§ **OBJECTIVE**
Rewrite the lines in the records below, from the one containing "Please give the outline of every instance of the bare" through the one containing "POLYGON ((128 178, 113", inclusive. Replace "bare branch" with "leafless twig" and leave everything else unchanged.

§ **INPUT DATA**
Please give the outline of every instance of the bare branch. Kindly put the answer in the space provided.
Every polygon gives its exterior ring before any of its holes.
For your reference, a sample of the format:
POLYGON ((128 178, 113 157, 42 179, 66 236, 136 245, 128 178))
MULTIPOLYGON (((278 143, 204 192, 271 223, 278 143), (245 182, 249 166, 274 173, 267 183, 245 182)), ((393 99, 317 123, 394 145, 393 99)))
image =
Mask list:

--

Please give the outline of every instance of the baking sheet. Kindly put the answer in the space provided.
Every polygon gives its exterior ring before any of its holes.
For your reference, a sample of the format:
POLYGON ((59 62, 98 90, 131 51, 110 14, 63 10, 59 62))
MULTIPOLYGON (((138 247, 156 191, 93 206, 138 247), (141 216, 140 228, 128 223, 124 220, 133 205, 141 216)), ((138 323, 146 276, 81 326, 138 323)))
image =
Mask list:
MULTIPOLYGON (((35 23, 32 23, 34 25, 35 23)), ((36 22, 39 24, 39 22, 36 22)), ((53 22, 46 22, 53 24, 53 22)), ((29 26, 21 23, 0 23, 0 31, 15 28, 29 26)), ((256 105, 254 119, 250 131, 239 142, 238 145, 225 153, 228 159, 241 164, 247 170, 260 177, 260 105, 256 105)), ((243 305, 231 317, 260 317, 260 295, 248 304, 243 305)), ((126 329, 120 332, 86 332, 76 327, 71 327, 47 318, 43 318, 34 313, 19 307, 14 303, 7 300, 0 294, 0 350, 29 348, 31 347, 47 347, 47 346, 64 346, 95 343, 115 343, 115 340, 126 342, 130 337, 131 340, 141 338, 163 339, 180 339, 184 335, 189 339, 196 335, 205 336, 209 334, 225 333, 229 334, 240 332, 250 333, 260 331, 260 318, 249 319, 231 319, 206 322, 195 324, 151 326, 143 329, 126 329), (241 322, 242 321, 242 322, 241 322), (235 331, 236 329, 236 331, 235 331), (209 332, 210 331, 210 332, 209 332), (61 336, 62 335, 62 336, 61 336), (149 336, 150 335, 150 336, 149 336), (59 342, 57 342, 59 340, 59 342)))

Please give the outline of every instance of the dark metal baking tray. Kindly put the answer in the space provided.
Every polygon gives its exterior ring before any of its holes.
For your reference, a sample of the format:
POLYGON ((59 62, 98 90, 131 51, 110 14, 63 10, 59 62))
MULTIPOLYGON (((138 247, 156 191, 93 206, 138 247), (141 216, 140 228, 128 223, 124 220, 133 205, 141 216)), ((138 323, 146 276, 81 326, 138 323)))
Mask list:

§ **OUTPUT**
Please give the outline of every instance of the leafless twig. Kindly put the answer in the space provided.
Every polygon gives its exterior ring before any of its holes.
For your reference, a sample of the format:
POLYGON ((128 178, 113 157, 42 179, 66 236, 136 245, 128 178))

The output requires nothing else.